THE REQUEST → Update the items below by replacing "For each instance" with "For every occurrence" wherever it occurs, and reproduce each line with all else unchanged.

STORED ROWS →
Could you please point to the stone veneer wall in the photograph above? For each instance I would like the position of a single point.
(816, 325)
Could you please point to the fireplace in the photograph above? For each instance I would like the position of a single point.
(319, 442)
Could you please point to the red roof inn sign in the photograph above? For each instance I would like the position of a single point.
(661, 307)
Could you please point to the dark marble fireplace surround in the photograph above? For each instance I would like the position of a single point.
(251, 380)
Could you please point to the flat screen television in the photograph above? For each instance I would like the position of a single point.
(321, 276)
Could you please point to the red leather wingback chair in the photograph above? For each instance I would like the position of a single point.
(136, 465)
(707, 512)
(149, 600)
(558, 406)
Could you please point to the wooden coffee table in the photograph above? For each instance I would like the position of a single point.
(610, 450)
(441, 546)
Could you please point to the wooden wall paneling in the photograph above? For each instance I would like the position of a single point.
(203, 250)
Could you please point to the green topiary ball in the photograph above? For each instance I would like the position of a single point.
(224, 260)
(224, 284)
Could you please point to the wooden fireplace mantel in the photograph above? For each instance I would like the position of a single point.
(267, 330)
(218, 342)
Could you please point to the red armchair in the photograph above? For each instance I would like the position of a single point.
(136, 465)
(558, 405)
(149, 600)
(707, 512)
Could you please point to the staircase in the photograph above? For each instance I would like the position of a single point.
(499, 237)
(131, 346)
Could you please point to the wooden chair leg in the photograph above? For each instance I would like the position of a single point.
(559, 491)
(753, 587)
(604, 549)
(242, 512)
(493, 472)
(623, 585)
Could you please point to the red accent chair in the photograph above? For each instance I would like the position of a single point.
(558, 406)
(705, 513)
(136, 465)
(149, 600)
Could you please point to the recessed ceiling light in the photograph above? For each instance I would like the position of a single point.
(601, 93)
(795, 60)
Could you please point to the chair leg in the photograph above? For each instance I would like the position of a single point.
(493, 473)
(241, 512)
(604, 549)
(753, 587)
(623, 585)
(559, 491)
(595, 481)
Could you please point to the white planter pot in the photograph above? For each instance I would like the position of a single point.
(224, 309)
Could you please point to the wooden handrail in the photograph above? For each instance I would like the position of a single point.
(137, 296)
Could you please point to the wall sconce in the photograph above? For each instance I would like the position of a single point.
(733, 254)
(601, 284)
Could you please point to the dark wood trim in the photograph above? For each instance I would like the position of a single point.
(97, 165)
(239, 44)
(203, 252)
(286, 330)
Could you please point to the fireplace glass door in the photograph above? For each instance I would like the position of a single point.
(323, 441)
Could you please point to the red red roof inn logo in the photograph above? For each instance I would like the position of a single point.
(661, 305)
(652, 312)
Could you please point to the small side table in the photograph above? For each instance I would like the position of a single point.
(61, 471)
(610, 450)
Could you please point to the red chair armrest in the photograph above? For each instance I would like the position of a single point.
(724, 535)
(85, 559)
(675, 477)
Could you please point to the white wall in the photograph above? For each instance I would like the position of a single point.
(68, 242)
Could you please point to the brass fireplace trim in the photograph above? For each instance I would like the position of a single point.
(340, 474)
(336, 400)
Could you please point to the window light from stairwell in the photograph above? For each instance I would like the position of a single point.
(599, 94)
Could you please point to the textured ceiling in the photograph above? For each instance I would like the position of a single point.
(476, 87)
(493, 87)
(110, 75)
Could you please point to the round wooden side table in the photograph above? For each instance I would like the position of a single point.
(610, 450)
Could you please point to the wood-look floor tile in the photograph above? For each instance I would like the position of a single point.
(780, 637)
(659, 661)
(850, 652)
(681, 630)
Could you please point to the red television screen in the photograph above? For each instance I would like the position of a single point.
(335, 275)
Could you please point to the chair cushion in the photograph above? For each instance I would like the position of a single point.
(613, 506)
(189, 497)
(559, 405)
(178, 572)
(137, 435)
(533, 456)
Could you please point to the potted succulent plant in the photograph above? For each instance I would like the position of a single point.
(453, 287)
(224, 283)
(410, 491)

SOLVED PROBLEM →
Could you please point to the stone veneer wall in the photograph above? For every occurrence I would like the position of a single point.
(816, 325)
Could you please point to the fireplace in the photograph above? For every occurrence I would like the position of a single point.
(319, 442)
Could you please point to the red roof inn sign in the photograph above? For every occurrence I would like the position of a single point.
(661, 307)
Could you please point to the dark marble fireplace surround in the photograph above? For every occurrence I would like the position of a single point.
(251, 380)
Could you please point to the flat screen television in the photograph above? For every occurrence I would like the position of a single point.
(321, 276)
Could you please point to the red leather wingback chair in the photograph above? For every occurrence I would like the position of a single point.
(136, 465)
(707, 512)
(149, 600)
(558, 406)
Could you please point to the wooden coffee table in the photograph above? For every occurrence I would like the position of a single point.
(610, 450)
(441, 546)
Could you please point to the wooden wall paneling in the photograph above? For every occurrence I would like the position of a single point.
(203, 250)
Could you please point to the green topiary ball in the photograph above? For every occurrence I would like the position of a single point.
(224, 260)
(224, 284)
Could you please point to the wooden fireplace mantel in the photograph above? For every occurrence I would like the position of a single point.
(267, 330)
(218, 342)
Could you please point to the red armchair in the photograph above? For every occurrence I would like the position of a single point.
(136, 465)
(558, 405)
(149, 600)
(707, 512)
Could you please point to the staircase in the photograph above? For every occurrence I would like the position of a single point.
(499, 237)
(131, 346)
Could you please point to the wooden chair leg in the photograph above? For every occurrence I would like the position of a single point.
(559, 491)
(753, 587)
(604, 549)
(242, 512)
(493, 472)
(623, 585)
Could you please point to the red accent chair in the photograph above? For every occurrence I would like the position of a single point.
(558, 406)
(705, 513)
(136, 465)
(149, 600)
Could you please point to the recessed ceiling light in the photograph above? For every occurrence I would like the position of a single point.
(601, 93)
(795, 60)
Could you please point to the chair leg in the photograph above? For every occurrence I would like the position of a single point.
(493, 473)
(241, 512)
(604, 549)
(753, 587)
(623, 585)
(559, 491)
(595, 481)
Could you please point to the white planter pot in the photograph above? For every occurrence I would like the position of a single point.
(224, 309)
Could you please point to the wooden handrail in the photograph above? For every occurrence I would like the position of a single point.
(137, 296)
Could you please point to the wall sconce in the photograph above? For every occurrence I would like the position of a single point.
(733, 254)
(601, 284)
Could you please point to the dark wood trim in the photograph above? For every occurrence I would like the position of a single point.
(97, 165)
(239, 44)
(203, 252)
(286, 330)
Could you please point to the fireplace glass door in the photograph above? For every occurrence I would like the position of a single point.
(323, 441)
Could you please point to the red red roof inn logo in the photograph above? For every occurrence I would like the position of a single point.
(661, 305)
(652, 312)
Could you please point to the small side table in the photograph above? For every occurrence I would like the position of a single point.
(61, 471)
(610, 450)
Could you please point to the red chair armrest in the photograph above? For every occurrence I would like the position of a single point.
(724, 535)
(85, 559)
(675, 477)
Could you please point to the white wall in the photograph above? For every occurrence I would like the position of a single point.
(68, 242)
Could you please point to the brass fireplace trim in the photograph above? For every occurrence I would like the position of a single point.
(340, 474)
(336, 400)
Could you please point to the window light from stairwell in the photograph above? For every occurrence I would like the position of a single point.
(599, 94)
Could you please point to the textured ceiling in the photograph above? For every occurrence I would like the position of a single point.
(476, 87)
(493, 87)
(110, 75)
Could you please point to the round wooden side table in the photograph above? For every occurrence I would like the position of a single point.
(610, 450)
Could you please point to the wood-look floor tile in the photograph above? For every occurrence I would like the position of a single point.
(780, 637)
(659, 661)
(850, 652)
(681, 630)
Could you please point to the red television screen in the photograph above? For every occurrence I would like the position of a single point.
(335, 275)
Could you please point to the chair cushion in the photograph above? For every occurrence I would like the position of a single point.
(613, 506)
(189, 497)
(559, 405)
(178, 572)
(137, 435)
(533, 456)
Could you please point to the potted succulent plant in the photograph above? For every occurrence I would like the position of a single point.
(453, 287)
(224, 283)
(410, 491)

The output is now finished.